Answer these questions from the passage on the garden at Stowe, one answer a line:
1. Whose comedies does the passage connect with his gardens?
2. Which garden at Stowe does it name?
3. What three things keep everything in flux in the garden?

### PASSAGE:
--- START ---

Reading a garden by noting the axial juxtaposition of its temples, monuments, and statuary is, of course, no more a novel idea than determining the themes in a play by noting the juxtaposition of the central characters and their foils. The novelty -- and significance -- of my connection between Vanbrugh's comedies and his gardens is the fact that both allow for multiple and conflicting interpretations by a viewing audience. The Western Garden at Stowe, therefore, rather than promoting a single perspective on love and marriage, instead provides a forum in which visitors are encouraged to discuss and debate the merits of different perspectives. In the house, the roles of husband and wife might be quite clearly defined according to a sexual politics that maintains male power and prerogative. But in the garden, where the seasons and the weather and the whims of the gardener keep everything in flux -- just as in the playhouse of Congreve and Vanbrugh -- there is the chance to entertain other possibilities.
University of Edinburgh, Edinburgh, Scotland, March 2001.

--- END ---

### STORED DATA:

--- START ---

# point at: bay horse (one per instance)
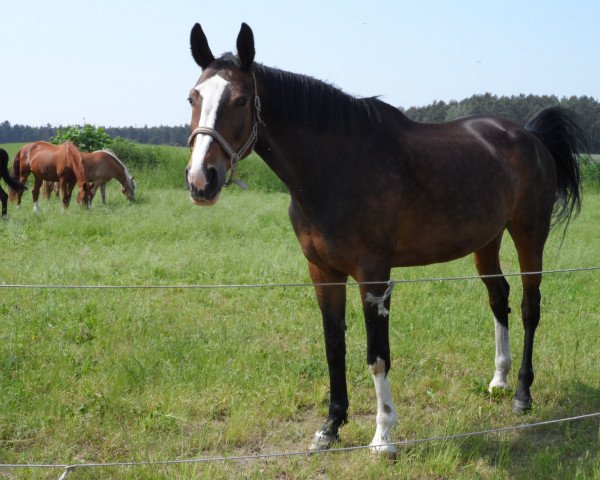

--- END ---

### RESULT FOR THIS EXERCISE:
1. Vanbrugh's
2. The Western Garden
3. The seasons, the weather, and the whims of the gardener